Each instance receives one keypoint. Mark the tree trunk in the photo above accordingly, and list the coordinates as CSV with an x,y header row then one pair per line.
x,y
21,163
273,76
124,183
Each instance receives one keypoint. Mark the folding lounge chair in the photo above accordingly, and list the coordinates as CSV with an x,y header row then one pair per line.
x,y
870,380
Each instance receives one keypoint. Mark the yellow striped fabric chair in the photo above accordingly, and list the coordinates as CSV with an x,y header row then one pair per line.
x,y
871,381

------

Brief => Copy out every line above, requests included, and shift each x and y coordinate in the answers by adding -112 to it.

Response =>
Each instance receives one keypoint. Mark the tree trunk in the photo above accordingly, and list the coordinates as CSV with an x,y header row then one pair per line.
x,y
-91,51
161,-36
12,71
Each instance receives one keypoint. Mark the folding lounge chair in the photo above accordingly, and list the coordinates as CSV with an x,y header row then one pair per line.
x,y
758,268
Each instance receives one keypoint. Mark the yellow striped fabric chair in the photo above accordingly, and list the coordinates as CSV with an x,y header row then one pair per line.
x,y
759,269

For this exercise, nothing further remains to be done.